Records
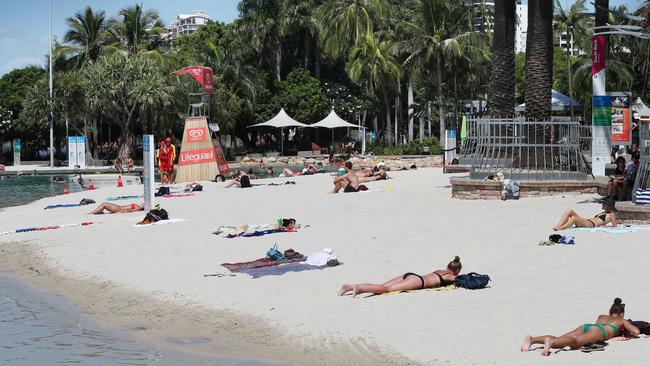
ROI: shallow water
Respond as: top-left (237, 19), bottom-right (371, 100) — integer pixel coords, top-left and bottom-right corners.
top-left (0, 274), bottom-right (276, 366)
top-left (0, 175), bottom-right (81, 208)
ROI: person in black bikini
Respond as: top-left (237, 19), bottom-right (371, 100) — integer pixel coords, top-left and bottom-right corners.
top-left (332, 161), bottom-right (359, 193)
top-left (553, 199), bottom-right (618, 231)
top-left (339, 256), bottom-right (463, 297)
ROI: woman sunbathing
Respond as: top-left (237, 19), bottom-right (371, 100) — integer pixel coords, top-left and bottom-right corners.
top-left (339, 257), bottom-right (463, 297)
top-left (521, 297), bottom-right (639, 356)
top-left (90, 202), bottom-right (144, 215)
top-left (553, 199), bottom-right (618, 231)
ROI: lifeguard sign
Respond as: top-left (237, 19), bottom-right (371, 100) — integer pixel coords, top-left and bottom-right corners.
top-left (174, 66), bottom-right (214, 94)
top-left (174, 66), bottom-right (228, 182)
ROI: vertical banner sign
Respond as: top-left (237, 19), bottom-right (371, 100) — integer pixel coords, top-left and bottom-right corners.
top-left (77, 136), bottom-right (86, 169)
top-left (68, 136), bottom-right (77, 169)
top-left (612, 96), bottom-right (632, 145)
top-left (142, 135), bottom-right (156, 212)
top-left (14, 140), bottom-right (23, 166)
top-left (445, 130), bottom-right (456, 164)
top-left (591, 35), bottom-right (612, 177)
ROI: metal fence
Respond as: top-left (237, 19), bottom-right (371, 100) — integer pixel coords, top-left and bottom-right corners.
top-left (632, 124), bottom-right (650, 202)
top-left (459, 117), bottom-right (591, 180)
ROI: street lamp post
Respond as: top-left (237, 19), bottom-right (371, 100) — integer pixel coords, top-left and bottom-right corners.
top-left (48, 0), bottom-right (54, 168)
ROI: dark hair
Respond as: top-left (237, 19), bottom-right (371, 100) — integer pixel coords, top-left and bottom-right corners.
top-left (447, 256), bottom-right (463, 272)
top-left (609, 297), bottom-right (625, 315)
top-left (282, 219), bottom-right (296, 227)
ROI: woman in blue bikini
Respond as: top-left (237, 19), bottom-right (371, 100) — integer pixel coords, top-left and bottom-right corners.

• The task:
Write out all the rows again, switching every "ROI" to "Region" and leaving everything else unchanged. Omit the pictures from your answer.

• Task answer:
Region: shallow water
Respond as: top-left (237, 19), bottom-right (371, 100) — integer pixel coords, top-left and bottom-right corners.
top-left (0, 274), bottom-right (276, 366)
top-left (0, 175), bottom-right (81, 208)
Region: person in black bikini
Respond as: top-left (237, 19), bottom-right (371, 100) — integer pixel coords, top-left and bottom-right corners.
top-left (332, 161), bottom-right (359, 193)
top-left (553, 199), bottom-right (618, 231)
top-left (339, 256), bottom-right (463, 297)
Region: woman sunbathing
Respond as: top-left (237, 19), bottom-right (371, 100) — integer pixel coords, top-left and bottom-right corners.
top-left (339, 257), bottom-right (463, 297)
top-left (521, 297), bottom-right (639, 356)
top-left (90, 202), bottom-right (144, 215)
top-left (553, 199), bottom-right (618, 231)
Region: lifeguard sign
Respond as: top-left (237, 19), bottom-right (371, 100) — integer pixel coords, top-left and bottom-right corners.
top-left (174, 66), bottom-right (214, 94)
top-left (174, 66), bottom-right (228, 182)
Region: vertical banner sign
Respond as: top-left (237, 19), bottom-right (371, 100) — integer pixel coords, top-left and bottom-right corners.
top-left (77, 136), bottom-right (86, 169)
top-left (68, 136), bottom-right (77, 169)
top-left (612, 96), bottom-right (632, 145)
top-left (142, 135), bottom-right (156, 212)
top-left (14, 140), bottom-right (23, 166)
top-left (445, 130), bottom-right (456, 164)
top-left (591, 35), bottom-right (612, 177)
Region: metal fence
Respond as: top-left (237, 19), bottom-right (371, 100) — integer pixel coords, top-left and bottom-right corners.
top-left (632, 124), bottom-right (650, 202)
top-left (459, 117), bottom-right (591, 180)
Region: street lamp post
Respond as: top-left (237, 19), bottom-right (371, 100) — integer pixel coords, top-left and bottom-right corners.
top-left (48, 0), bottom-right (54, 168)
Region: dark hair
Respond as: top-left (237, 19), bottom-right (371, 100) — integer pixel coords, top-left and bottom-right corners.
top-left (447, 256), bottom-right (463, 272)
top-left (609, 297), bottom-right (625, 315)
top-left (282, 219), bottom-right (296, 227)
Region: woman in blue bikini
Respond as: top-left (237, 19), bottom-right (371, 100) — integer pixel coords, top-left and bottom-right corners.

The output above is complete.